• _What this task involves_
Without including any pictures, write out the listing below exactly.
____ Data to process
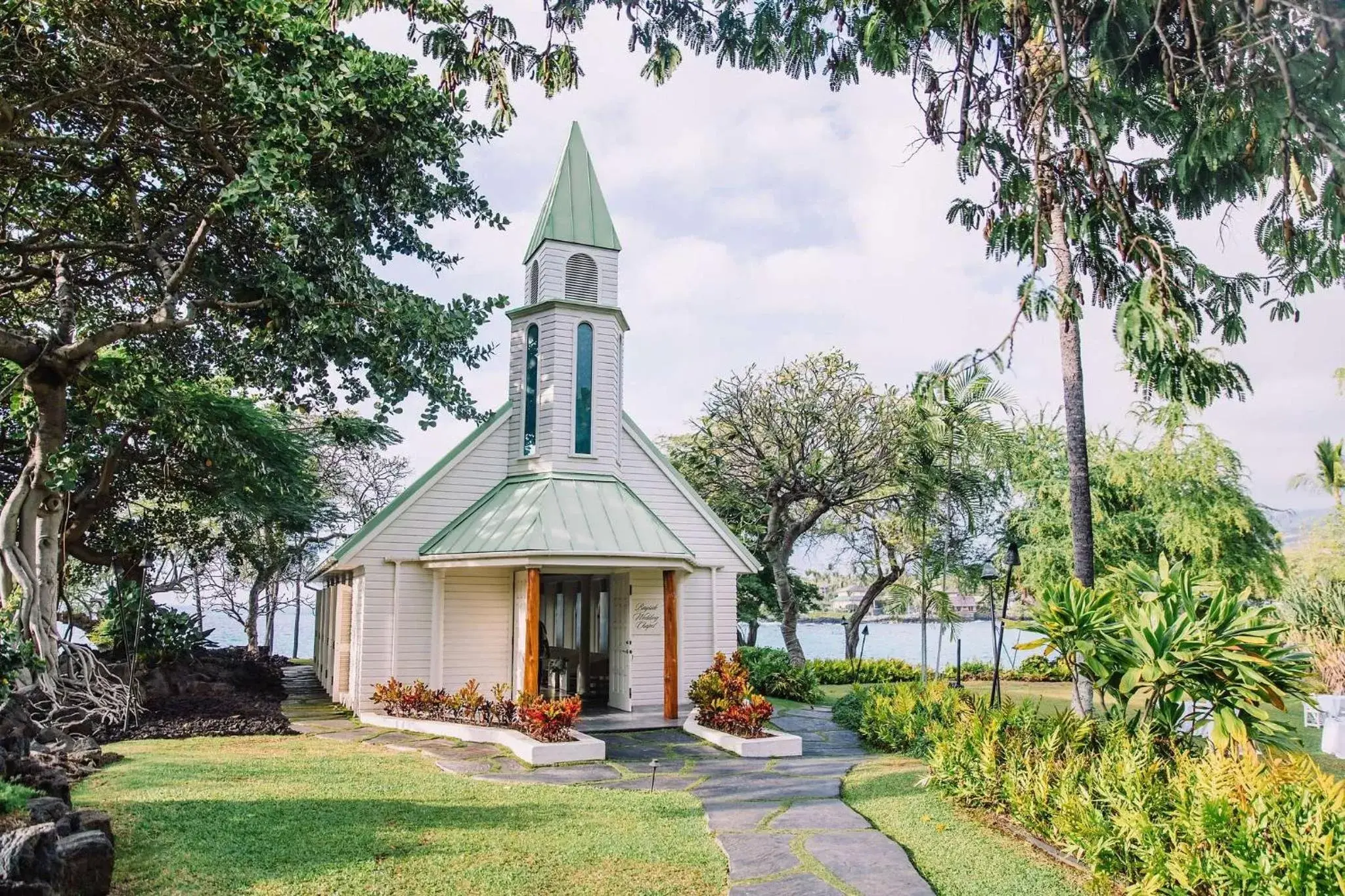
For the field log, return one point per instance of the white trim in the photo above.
(430, 484)
(603, 561)
(391, 633)
(535, 753)
(697, 501)
(436, 633)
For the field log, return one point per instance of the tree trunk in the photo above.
(789, 606)
(32, 523)
(1076, 429)
(299, 608)
(254, 613)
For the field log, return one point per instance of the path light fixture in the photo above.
(1011, 562)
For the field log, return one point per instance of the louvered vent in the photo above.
(581, 278)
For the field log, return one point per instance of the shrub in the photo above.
(549, 720)
(724, 699)
(770, 673)
(847, 672)
(1166, 643)
(1139, 809)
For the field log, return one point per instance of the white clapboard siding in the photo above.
(470, 477)
(478, 628)
(646, 639)
(662, 495)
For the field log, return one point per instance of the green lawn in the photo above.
(307, 816)
(958, 855)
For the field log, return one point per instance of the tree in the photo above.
(1328, 475)
(1093, 125)
(881, 548)
(747, 516)
(208, 179)
(805, 440)
(957, 405)
(1180, 494)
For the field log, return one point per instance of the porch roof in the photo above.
(558, 513)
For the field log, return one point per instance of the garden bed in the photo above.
(581, 747)
(771, 743)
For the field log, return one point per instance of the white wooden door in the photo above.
(619, 644)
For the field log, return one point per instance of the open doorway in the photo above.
(575, 639)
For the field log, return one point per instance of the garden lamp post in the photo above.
(1011, 562)
(989, 572)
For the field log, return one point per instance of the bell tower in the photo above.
(567, 337)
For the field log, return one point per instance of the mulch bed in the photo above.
(222, 692)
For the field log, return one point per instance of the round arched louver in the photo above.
(581, 278)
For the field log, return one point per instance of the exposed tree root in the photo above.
(81, 692)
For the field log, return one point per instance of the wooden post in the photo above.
(585, 599)
(531, 620)
(670, 644)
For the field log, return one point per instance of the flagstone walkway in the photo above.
(780, 821)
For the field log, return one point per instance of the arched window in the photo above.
(530, 394)
(581, 278)
(584, 390)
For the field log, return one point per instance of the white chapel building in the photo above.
(554, 548)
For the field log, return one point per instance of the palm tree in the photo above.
(1329, 473)
(959, 402)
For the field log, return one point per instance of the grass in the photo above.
(958, 855)
(309, 816)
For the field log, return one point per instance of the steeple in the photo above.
(575, 211)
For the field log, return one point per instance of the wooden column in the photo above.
(531, 636)
(585, 599)
(670, 644)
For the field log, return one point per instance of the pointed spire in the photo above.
(575, 211)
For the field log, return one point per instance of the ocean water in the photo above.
(902, 641)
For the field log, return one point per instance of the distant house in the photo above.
(848, 598)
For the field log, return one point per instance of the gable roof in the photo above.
(689, 492)
(575, 210)
(376, 523)
(581, 513)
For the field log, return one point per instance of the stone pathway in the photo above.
(780, 821)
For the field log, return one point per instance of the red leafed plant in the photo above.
(725, 702)
(549, 720)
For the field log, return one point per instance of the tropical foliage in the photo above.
(724, 699)
(541, 719)
(1180, 494)
(771, 673)
(1180, 652)
(1115, 794)
(1315, 609)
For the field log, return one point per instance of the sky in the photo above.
(764, 218)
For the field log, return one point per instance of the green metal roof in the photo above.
(580, 513)
(378, 519)
(575, 211)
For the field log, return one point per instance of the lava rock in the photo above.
(43, 809)
(30, 853)
(92, 820)
(87, 860)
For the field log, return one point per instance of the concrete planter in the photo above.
(535, 753)
(775, 744)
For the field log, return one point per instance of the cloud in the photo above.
(764, 218)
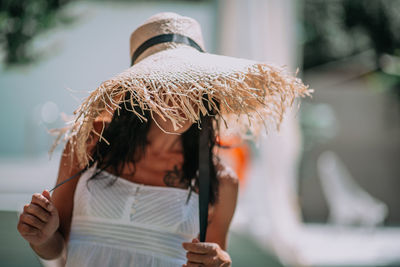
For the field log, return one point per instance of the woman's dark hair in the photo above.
(127, 135)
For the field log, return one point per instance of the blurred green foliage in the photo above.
(22, 20)
(338, 29)
(341, 28)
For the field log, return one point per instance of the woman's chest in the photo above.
(108, 198)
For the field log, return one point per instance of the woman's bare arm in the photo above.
(224, 209)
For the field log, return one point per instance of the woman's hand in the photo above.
(205, 254)
(39, 220)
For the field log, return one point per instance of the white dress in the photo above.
(129, 224)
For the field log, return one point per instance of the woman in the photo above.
(136, 202)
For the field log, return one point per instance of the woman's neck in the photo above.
(160, 142)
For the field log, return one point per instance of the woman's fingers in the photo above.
(26, 229)
(31, 220)
(199, 248)
(40, 200)
(39, 219)
(197, 258)
(38, 211)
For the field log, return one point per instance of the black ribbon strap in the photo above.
(204, 177)
(164, 38)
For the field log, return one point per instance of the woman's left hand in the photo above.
(205, 254)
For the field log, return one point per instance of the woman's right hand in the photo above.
(39, 219)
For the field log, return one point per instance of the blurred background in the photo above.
(321, 192)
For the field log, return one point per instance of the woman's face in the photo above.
(168, 126)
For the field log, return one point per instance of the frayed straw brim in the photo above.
(174, 81)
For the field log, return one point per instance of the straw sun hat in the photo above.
(174, 77)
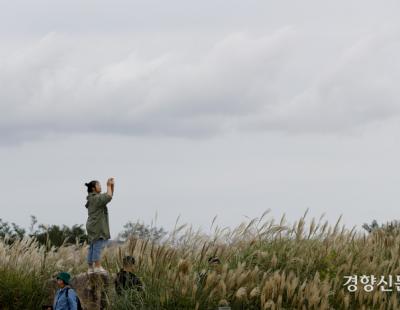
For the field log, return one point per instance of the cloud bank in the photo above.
(272, 82)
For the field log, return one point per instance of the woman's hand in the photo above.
(110, 186)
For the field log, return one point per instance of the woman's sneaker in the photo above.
(100, 270)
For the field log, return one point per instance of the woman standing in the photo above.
(97, 224)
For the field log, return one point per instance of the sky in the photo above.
(200, 109)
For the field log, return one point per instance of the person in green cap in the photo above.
(66, 298)
(97, 225)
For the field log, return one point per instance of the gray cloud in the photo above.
(63, 84)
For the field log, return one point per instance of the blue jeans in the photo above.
(95, 249)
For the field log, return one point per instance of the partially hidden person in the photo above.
(97, 225)
(126, 279)
(66, 297)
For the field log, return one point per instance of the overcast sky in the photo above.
(199, 109)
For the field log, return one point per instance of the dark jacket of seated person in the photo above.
(126, 279)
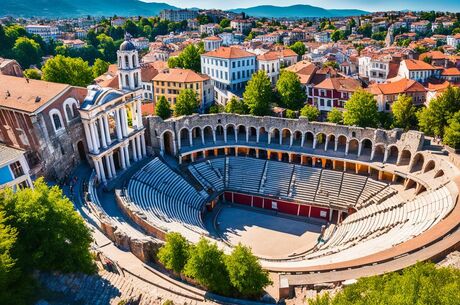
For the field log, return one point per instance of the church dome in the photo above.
(127, 46)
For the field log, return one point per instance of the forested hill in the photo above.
(72, 8)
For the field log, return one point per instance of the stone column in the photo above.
________
• _Worked answer_
For the field log, return one point per instance of the white trim in the photo above.
(430, 484)
(603, 561)
(391, 633)
(535, 753)
(697, 501)
(436, 633)
For the field log, return one point per instance of the tree trunk in the photo above.
(789, 606)
(32, 523)
(1076, 429)
(299, 608)
(254, 613)
For the field log, return one point per instance of the path light fixture in the photo above.
(1011, 562)
For the field log, return one point per instance of the louvered vent in the photo above.
(581, 278)
For the field log, return one point per instance of the shrub in the photo above.
(549, 720)
(724, 699)
(770, 673)
(847, 672)
(1166, 643)
(1139, 809)
For the field log, return one point per instance of the white clapboard siding in the photo above.
(470, 477)
(478, 628)
(646, 639)
(662, 495)
For the field log, return one point per instance of the green lawn in the photo above.
(307, 816)
(958, 855)
For the field log, return one point per instance of the tree in the photo above.
(1328, 475)
(1093, 125)
(881, 548)
(747, 516)
(208, 179)
(805, 440)
(957, 405)
(1180, 494)
For the field log, return one point per instance of the porch roof in the photo above.
(558, 513)
For the field log, return one point per instance of the garden bed in the photo above.
(581, 747)
(771, 743)
For the field log, return one point per instance of the white wooden door in the photo above.
(619, 644)
For the field log, return one point per instance of the open doorway in the photo above.
(575, 639)
For the field log, return one point per instance of the garden lamp post in the photo above.
(1011, 562)
(989, 572)
For the field log, return one point per instance of the bell tower in the photo above.
(567, 337)
For the field log, return one point per instance of the mulch bed in the photo above.
(222, 692)
For the field log, return one point per instance of the round arched louver in the photo above.
(581, 278)
For the field log, return one point per instance of the exposed tree root in the photo above.
(81, 692)
For the field log, return one point per instance of the wooden post in the photo above.
(585, 599)
(531, 620)
(670, 644)
For the field log, return one point per instance of the flagstone walkway in the photo above.
(780, 821)
For the field log, return one point per instance of the arched window in the photo above.
(530, 394)
(581, 278)
(584, 390)
For the field log, return one point per instance of the white chapel building in the photo above.
(554, 548)
For the field log, return one point per instance of the palm tree in the photo above.
(1329, 473)
(959, 402)
For the field log, return one point per instance of the grass in the photo above.
(958, 855)
(309, 816)
For the field log, return one point per instance of the steeple in the photo above.
(575, 211)
For the field log, return one point per instance of the wooden column in the photo above.
(531, 636)
(585, 599)
(670, 644)
For the field log, return one point per instance of the pointed spire in the photo above.
(575, 211)
For the field log, return one point per instance of the ocean water in the photo above.
(902, 641)
For the field log, return one point per instance of the distant house in the photo above.
(848, 598)
For the field log, return one point per instance of the gable roof in the photo above.
(689, 492)
(575, 210)
(376, 523)
(581, 513)
For the field log, return one point per instance of the stone pathway in the photo above.
(780, 821)
For the field log, return one point per instance of the red leafed plant in the photo above.
(725, 702)
(549, 720)
For the field log, return one point per instance of the tropical foliage in the photo above.
(724, 699)
(541, 719)
(1180, 494)
(771, 673)
(1180, 652)
(1115, 794)
(1315, 609)
For the field log, return one point per instance of the sky in the photo above.
(764, 218)
For the field log, return one point per instance of the green metal roof in the photo above.
(580, 513)
(378, 519)
(575, 211)
For the field log, return one point per instance of the lava rock in the photo above.
(43, 809)
(30, 853)
(92, 820)
(87, 860)
For the field log, return one point per instance of the concrete planter in the photo above.
(535, 753)
(775, 744)
For the field log, return one point per instance of the cloud in the photo above.
(764, 218)
For the field log, return one point per instance of the woman's dark hair in the photo above.
(127, 135)
For the field log, return one point per instance of the blurred green foliage in the photo above.
(22, 20)
(338, 29)
(341, 28)
For the field log, return one point per instance of the woman's chest in the photo above.
(108, 198)
For the field log, return one point per instance of the woman's bare arm in the photo above.
(224, 209)
For the field log, return one point per instance of the woman's hand in the photo above.
(205, 254)
(39, 220)
For the field log, return one point per instance of the white dress in the photo above.
(129, 224)
For the field log, return one point per instance of the woman in the photo above.
(136, 202)
For the field log, return one point per instance of the woman's neck in the photo above.
(160, 142)
For the field log, return one point per instance of the woman's fingers in the photo above.
(26, 229)
(31, 220)
(199, 248)
(40, 200)
(39, 219)
(197, 258)
(38, 211)
For the field log, return one point per instance of the black ribbon strap in the photo above.
(204, 177)
(164, 38)
For the field log, return one point per instance of the woman's left hand in the photo above.
(205, 254)
For the field log, return one point per instance of the woman's right hand in the photo above.
(39, 219)
For the field log, return one point per instance of the blurred background in the photo above.
(321, 192)
For the field log, return one point per instance of the woman's face in the photo above.
(168, 126)
For the field log, return one point per instance of the frayed straw brim in the photo above.
(174, 81)
For the field log, return one point per instance of the straw sun hat in the photo above.
(174, 77)
For the field log, return one point per instance of the cloud bank in the photo above.
(272, 82)
For the field log, return one point per instance of the woman's hand in the photo above.
(110, 186)
For the field log, return one point per instance of the woman's sneaker in the photo above.
(100, 270)
For the field log, return one point per instance of the woman standing in the photo above.
(97, 224)
For the field log, return one point per instance of the sky in the photo above.
(200, 109)
For the field log, return one point per instance of the person in green cap in the photo above.
(66, 298)
(97, 225)
For the field log, return one point per instance of the gray cloud in the photo above.
(63, 84)
For the field log, return one point per instance of the blue jeans in the photo above.
(95, 249)
For the field log, return one point per instance of the partially hidden person in the photo above.
(97, 225)
(126, 279)
(66, 297)
For the field log, return one point per instance of the overcast sky in the photo above.
(199, 109)
For the field log, return one point per instance of the dark jacket of seated person in the photo above.
(126, 279)
For the field log, return one point per instance of the church dome in the photo above.
(127, 46)
For the field log, return one point per instance of the forested hill in the photo above.
(72, 8)
For the field log, return one point per instance of the stone column in the photo above.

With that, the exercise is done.